(Object location annotation data)

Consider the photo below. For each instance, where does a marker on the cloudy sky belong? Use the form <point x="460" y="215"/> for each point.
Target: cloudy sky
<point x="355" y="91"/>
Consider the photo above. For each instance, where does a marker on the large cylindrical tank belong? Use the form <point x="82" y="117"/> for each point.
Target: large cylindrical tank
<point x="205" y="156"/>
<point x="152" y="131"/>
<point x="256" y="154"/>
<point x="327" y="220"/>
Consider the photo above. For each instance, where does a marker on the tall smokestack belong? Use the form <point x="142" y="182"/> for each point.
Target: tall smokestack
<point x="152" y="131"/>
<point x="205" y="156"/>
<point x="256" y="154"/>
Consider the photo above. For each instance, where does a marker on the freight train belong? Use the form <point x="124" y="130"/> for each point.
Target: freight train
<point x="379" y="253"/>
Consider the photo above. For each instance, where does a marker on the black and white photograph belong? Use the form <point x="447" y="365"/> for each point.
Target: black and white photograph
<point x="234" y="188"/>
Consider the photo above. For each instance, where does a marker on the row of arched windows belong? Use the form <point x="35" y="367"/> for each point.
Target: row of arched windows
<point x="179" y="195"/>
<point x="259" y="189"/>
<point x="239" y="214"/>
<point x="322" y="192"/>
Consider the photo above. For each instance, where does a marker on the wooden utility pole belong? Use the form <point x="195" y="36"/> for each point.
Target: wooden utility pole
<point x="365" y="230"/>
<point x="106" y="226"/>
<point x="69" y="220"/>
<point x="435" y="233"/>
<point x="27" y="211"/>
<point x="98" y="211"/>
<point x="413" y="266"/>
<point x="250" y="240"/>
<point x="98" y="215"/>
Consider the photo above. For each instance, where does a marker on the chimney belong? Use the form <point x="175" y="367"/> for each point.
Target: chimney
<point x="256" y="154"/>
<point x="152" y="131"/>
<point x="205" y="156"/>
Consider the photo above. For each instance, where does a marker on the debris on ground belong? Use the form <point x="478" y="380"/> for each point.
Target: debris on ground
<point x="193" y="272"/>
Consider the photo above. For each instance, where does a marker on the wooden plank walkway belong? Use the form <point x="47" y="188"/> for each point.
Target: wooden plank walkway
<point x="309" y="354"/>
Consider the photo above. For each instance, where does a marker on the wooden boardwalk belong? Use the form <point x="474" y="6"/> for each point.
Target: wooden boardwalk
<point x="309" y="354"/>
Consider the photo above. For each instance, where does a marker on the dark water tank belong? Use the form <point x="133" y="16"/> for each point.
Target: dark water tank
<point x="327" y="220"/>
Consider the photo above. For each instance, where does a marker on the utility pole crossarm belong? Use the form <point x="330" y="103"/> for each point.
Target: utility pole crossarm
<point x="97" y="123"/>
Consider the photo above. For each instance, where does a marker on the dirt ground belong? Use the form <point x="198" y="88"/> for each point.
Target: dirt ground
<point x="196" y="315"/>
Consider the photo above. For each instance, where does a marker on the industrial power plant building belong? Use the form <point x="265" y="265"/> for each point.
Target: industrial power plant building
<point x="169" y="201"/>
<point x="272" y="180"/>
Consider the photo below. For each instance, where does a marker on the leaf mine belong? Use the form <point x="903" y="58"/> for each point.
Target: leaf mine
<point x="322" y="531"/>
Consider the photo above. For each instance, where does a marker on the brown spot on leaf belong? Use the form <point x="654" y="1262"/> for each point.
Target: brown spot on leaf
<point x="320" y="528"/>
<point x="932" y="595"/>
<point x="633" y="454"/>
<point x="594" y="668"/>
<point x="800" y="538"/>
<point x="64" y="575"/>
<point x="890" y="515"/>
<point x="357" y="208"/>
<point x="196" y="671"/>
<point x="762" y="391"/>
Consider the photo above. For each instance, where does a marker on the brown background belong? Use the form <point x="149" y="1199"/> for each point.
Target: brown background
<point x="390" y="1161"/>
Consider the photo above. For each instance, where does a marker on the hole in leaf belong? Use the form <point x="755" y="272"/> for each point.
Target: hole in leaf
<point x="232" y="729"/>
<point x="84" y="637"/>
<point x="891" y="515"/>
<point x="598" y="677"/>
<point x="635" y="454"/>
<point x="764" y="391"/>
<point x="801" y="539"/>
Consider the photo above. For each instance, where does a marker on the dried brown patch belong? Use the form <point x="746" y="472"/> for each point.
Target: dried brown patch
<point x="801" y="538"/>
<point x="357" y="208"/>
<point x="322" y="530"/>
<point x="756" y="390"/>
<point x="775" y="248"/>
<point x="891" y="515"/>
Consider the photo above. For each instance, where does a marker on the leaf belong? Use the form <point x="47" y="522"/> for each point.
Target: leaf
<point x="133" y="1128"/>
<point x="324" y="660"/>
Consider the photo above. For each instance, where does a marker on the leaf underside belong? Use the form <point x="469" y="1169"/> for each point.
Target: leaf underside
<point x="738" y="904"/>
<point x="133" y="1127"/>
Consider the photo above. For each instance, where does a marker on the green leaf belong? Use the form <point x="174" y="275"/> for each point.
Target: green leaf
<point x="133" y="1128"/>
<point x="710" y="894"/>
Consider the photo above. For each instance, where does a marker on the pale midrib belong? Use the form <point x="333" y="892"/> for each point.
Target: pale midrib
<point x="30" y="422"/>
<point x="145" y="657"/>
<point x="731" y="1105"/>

# REQUIRED TASK:
Reproduce every item above verbatim, line for line.

# FINAL RESULT:
Consider the photo below. For each instance, where does a marker on the cloudy sky belong? Use the form <point x="460" y="215"/> for each point.
Target: cloudy sky
<point x="355" y="91"/>
Consider the photo above. For each instance, where does a marker on the large cylindrical tank belong? Use the form <point x="82" y="117"/> for each point.
Target: large cylindrical tank
<point x="205" y="156"/>
<point x="152" y="131"/>
<point x="256" y="154"/>
<point x="327" y="220"/>
Consider the photo above. For each instance, where does a marker on the tall smokestack belong? Use the form <point x="142" y="182"/> for each point.
Target: tall smokestack
<point x="152" y="131"/>
<point x="205" y="156"/>
<point x="256" y="154"/>
Consider the photo above. For each instance, where does a marker on the freight train belong? Use the form <point x="124" y="130"/> for each point.
Target: freight train
<point x="379" y="253"/>
Consider the photo above. For each instance, where does a marker on the black and white photograph belong? Use the form <point x="447" y="365"/> for each point.
Target: black and white photograph
<point x="234" y="188"/>
Consider the photo above. For each instance, where does a marker on the row of arched windows belong? Use the form <point x="35" y="367"/> for each point.
Target: row of arched windows
<point x="179" y="195"/>
<point x="259" y="189"/>
<point x="239" y="214"/>
<point x="322" y="192"/>
Consider the photo above. For each instance, where does a marker on the wooden utility pole belong? Use the form <point x="195" y="36"/> for each point.
Target: wooden utility pole
<point x="365" y="230"/>
<point x="106" y="226"/>
<point x="69" y="220"/>
<point x="435" y="233"/>
<point x="27" y="211"/>
<point x="98" y="211"/>
<point x="413" y="266"/>
<point x="250" y="240"/>
<point x="98" y="215"/>
Consider the photo above. For each instance, where does a marker on the chimney belong? Use the form <point x="175" y="367"/> for each point.
Target: chimney
<point x="256" y="154"/>
<point x="152" y="131"/>
<point x="205" y="156"/>
Consider the photo above. For each instance, where does a marker on the debris on ground belong? Use the form <point x="478" y="380"/> for each point.
Target: debris on ground
<point x="193" y="272"/>
Consider the photo above. For each instance, where does a marker on the wooden plank walkway belong? Use the form <point x="47" y="188"/> for each point.
Target: wooden plank walkway
<point x="309" y="354"/>
Consider the photo above. For each instance, where does a marker on the wooden boardwalk belong? Use the form <point x="474" y="6"/> for each point.
Target: wooden boardwalk
<point x="309" y="354"/>
Consider the photo above. For each instance, where does a marker on the dark water tank belong? Use the form <point x="133" y="16"/> for each point.
Target: dark water tank
<point x="327" y="220"/>
Consider the photo above. For each instance, where does a marker on the utility pole crossarm belong? Use the form <point x="330" y="103"/> for each point.
Target: utility pole crossarm
<point x="97" y="123"/>
Consider the photo above. For each instance, where does a marker on the dirt ground belong? Use the form <point x="198" y="88"/> for each point.
Target: dirt ground
<point x="196" y="315"/>
Consider the photo above. For each instance, where does a marker on the industrial power plant building belong? Use the form <point x="265" y="265"/> for each point.
Target: industrial power plant building
<point x="169" y="201"/>
<point x="272" y="180"/>
Consider the photo below. For each instance, where does a marker on the leaf mine belong? Use the form <point x="903" y="58"/> for each point.
Target: leaf mine
<point x="322" y="531"/>
Consider the photo above. For each instance, where does a marker on the brown spot on leaf belong? Use the form <point x="654" y="1262"/> for each point.
Target: brown spot on leaf
<point x="320" y="528"/>
<point x="932" y="595"/>
<point x="633" y="454"/>
<point x="594" y="668"/>
<point x="800" y="538"/>
<point x="64" y="575"/>
<point x="890" y="515"/>
<point x="357" y="208"/>
<point x="196" y="671"/>
<point x="762" y="391"/>
Consider the photo above. For each instance, where does a marker on the brown background belong? Use the form <point x="149" y="1199"/> for each point.
Target: brown background
<point x="390" y="1161"/>
Consider the photo above. For each instance, where does a marker on the hole in leaf belong? Use the form <point x="755" y="272"/> for each point.
Target: hole in leaf
<point x="232" y="729"/>
<point x="84" y="637"/>
<point x="891" y="515"/>
<point x="598" y="677"/>
<point x="635" y="454"/>
<point x="764" y="391"/>
<point x="801" y="539"/>
Consider the photo above. For each instance, where does a marker on the dried brown patch belong? Use the form <point x="746" y="472"/> for each point.
Target: dried brown patch
<point x="801" y="538"/>
<point x="357" y="208"/>
<point x="322" y="530"/>
<point x="756" y="390"/>
<point x="775" y="248"/>
<point x="891" y="515"/>
Consider the photo above. For each instance, where does a marker on the leaf belong? Use the form <point x="47" y="522"/> for each point.
Target: leaf
<point x="133" y="1128"/>
<point x="324" y="660"/>
Consider the photo above. For each instance, where does a marker on the leaf underside belong? Use the form <point x="469" y="1169"/> for each point.
Target: leaf underside
<point x="738" y="904"/>
<point x="133" y="1127"/>
Consider the photo above. For each instance, where does a marker on the green leaf belong? Use the form <point x="174" y="275"/> for each point.
Target: green leaf
<point x="133" y="1128"/>
<point x="710" y="894"/>
Consider the photo above. For each instance, where does a marker on the pale midrib belong? Use the form <point x="333" y="892"/> for each point.
Target: pale midrib
<point x="30" y="422"/>
<point x="145" y="657"/>
<point x="731" y="1105"/>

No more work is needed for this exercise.